Stored data entries:
# # # #
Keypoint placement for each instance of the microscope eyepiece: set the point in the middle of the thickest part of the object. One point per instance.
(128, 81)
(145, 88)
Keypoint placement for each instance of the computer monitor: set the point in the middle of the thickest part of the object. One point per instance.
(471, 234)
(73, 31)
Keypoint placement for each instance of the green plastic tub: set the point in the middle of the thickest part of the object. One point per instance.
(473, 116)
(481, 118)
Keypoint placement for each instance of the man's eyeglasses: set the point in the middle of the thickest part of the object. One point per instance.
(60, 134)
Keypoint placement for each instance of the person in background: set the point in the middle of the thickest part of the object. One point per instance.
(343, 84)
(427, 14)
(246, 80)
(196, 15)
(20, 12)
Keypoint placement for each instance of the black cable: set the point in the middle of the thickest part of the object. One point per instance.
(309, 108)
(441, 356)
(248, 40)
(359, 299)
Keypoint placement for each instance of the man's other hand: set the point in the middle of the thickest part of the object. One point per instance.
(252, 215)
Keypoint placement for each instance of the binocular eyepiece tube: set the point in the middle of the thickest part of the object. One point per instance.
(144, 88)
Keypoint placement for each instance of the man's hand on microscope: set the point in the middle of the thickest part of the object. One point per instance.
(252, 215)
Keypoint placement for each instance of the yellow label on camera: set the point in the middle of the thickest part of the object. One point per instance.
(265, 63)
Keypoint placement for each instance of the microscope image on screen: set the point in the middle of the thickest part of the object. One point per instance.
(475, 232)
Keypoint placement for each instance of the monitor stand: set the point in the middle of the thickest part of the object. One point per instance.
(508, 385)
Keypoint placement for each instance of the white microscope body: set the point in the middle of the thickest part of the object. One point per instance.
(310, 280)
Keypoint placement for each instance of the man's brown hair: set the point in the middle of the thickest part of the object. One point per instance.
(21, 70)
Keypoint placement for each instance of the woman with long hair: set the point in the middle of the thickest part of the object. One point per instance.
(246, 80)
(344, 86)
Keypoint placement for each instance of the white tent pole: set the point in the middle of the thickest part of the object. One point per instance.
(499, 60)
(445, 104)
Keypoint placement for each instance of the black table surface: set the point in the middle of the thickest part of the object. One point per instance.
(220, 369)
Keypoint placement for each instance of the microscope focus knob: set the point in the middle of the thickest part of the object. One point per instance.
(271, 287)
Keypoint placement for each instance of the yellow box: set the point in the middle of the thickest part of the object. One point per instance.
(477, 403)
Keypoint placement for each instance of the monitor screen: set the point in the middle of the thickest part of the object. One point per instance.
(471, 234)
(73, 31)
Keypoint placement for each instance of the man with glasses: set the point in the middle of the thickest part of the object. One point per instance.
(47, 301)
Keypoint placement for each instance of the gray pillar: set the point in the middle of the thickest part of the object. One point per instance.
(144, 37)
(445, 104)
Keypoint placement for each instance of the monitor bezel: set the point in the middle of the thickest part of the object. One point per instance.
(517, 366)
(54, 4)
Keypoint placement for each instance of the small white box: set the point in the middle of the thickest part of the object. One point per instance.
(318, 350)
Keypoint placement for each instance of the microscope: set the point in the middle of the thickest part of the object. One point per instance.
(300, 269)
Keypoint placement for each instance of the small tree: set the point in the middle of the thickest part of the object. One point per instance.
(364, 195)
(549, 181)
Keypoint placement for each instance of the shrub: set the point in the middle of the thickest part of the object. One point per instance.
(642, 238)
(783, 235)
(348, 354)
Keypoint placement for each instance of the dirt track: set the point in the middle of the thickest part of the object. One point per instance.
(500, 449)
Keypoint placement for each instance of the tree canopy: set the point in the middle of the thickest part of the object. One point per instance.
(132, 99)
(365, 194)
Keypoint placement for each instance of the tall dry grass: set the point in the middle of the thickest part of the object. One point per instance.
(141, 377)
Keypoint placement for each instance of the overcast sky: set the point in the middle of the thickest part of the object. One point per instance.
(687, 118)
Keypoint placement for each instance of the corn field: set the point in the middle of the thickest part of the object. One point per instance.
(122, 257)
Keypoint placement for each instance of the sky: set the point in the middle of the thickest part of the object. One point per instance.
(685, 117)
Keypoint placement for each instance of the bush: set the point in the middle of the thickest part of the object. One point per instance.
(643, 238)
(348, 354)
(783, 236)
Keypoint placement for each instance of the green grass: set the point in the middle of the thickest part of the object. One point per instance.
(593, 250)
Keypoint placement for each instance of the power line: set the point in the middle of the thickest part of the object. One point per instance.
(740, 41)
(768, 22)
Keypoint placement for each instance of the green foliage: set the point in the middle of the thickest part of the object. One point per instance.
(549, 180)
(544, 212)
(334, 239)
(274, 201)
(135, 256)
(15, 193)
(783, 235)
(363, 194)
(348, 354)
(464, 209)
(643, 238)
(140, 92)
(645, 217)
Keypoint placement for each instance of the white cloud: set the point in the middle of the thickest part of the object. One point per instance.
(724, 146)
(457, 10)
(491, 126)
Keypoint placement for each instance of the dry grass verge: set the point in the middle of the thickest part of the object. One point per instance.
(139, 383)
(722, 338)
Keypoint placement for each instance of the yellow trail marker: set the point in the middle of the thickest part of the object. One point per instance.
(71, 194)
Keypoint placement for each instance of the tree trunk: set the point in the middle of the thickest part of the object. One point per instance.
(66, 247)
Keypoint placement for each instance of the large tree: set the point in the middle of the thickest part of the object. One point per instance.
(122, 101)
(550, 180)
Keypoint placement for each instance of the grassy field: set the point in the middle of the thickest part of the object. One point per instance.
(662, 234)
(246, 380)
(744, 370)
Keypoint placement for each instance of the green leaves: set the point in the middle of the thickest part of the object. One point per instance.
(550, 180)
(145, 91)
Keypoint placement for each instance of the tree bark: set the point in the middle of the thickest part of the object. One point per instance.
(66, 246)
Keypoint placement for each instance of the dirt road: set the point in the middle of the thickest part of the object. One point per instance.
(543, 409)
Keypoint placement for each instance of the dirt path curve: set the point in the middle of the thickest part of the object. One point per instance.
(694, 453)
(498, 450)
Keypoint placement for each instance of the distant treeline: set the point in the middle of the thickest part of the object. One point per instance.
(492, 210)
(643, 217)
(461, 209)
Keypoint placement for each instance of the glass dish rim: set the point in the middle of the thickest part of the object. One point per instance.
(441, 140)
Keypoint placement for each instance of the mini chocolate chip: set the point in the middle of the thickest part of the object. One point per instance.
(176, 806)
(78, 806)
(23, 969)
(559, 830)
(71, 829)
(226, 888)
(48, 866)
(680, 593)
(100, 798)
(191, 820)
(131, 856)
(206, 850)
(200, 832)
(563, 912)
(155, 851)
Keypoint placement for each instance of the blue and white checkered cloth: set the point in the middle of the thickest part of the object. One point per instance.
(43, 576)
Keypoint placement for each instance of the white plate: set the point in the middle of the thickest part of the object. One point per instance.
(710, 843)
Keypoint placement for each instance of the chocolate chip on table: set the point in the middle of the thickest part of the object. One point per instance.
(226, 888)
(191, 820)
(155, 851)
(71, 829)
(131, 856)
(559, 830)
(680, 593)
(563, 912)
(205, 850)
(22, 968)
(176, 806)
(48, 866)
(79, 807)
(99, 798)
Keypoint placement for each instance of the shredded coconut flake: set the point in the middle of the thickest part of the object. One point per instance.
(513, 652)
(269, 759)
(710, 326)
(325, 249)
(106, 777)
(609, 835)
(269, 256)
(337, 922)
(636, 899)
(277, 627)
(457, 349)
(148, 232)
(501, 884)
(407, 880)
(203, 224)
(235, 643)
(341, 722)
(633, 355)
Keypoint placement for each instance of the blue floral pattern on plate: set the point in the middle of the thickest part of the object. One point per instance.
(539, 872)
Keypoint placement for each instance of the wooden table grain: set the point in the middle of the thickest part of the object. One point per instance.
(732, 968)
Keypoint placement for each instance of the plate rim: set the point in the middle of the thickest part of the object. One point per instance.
# # # #
The exercise:
Give the lines from the one containing "Keypoint placement for each instance of the wooden" through the end of the stored data entries, inclusive, as a JSON list of strings with one string per line and blank lines omitted.

Task result:
[
  "Keypoint placement for each instance of the wooden table grain: set the point in the middle of the thickest part of the object. One point per instance.",
  "(732, 968)",
  "Keypoint placement for each instance of the plate rim: set the point in the middle of the thickest part of the object. One point per instance."
]